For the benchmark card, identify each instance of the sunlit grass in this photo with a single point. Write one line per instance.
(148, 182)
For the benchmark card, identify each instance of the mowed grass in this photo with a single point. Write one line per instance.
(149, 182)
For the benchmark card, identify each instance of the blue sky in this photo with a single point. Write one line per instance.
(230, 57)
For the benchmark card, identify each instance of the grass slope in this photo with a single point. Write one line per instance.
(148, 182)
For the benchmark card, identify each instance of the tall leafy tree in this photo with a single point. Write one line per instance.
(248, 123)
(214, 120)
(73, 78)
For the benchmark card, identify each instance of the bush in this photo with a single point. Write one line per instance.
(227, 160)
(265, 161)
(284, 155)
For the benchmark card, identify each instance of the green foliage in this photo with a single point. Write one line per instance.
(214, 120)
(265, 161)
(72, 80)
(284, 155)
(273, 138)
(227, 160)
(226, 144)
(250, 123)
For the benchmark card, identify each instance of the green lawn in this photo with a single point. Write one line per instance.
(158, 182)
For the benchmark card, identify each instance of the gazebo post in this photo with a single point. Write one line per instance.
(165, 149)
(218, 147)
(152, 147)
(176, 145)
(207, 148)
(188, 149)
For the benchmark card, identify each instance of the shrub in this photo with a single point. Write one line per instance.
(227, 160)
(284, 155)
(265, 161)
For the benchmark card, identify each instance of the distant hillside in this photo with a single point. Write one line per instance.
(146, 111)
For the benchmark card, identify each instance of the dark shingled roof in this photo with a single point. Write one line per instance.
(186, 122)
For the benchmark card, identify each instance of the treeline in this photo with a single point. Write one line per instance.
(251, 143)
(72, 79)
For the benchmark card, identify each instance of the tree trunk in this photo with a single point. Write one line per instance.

» **INSTRUCTIONS TO FOLLOW**: Rewrite everything from the line containing "For the benchmark card, identify each instance of the grass" down through the end of the listing, swapping "benchmark card" for "test card" and keeping everything else unchanged. Give back only those lines.

» **ANSWER TO THE TASK**:
For the test card, identify each instance of the grass slope in this photo with a single point. Write one line per instance.
(148, 182)
For the test card, identify each instance of the tall leafy tree in this photo with a single point. Write one line per instance.
(248, 123)
(214, 120)
(73, 78)
For the test card, identify each instance of the bush in this photo with a single point. Write one line per instance.
(227, 160)
(265, 161)
(284, 155)
For the test card, identify each instance of the green foliage in this photo with a single point. Write one line per instance.
(214, 120)
(265, 161)
(72, 80)
(284, 155)
(273, 138)
(227, 160)
(226, 144)
(250, 123)
For the test card, identify each instance of the green lawn in this photo with a single point. Write one line per instance.
(158, 182)
For the test card, identify each instance of the gazebo post in this photo with a single point. Write one line per instance.
(165, 149)
(218, 147)
(152, 147)
(176, 145)
(207, 148)
(188, 149)
For the test card, identify each instance of the shrub in this photo with a single point. Write one line per instance.
(227, 160)
(284, 155)
(265, 161)
For the test card, identify each instance of the distant hillside in this photo with a single point. Write one line per instance.
(146, 111)
For the test card, identify each instance of the dark shingled roof in this photo with a single point. Write one line per instance.
(186, 122)
For the test card, identify each instance of the treeline in this photo with a single point. Write one line per instance.
(251, 143)
(72, 79)
For the test card, identify each instance of the tree trunk in this photo with a single point. Write one line per instance.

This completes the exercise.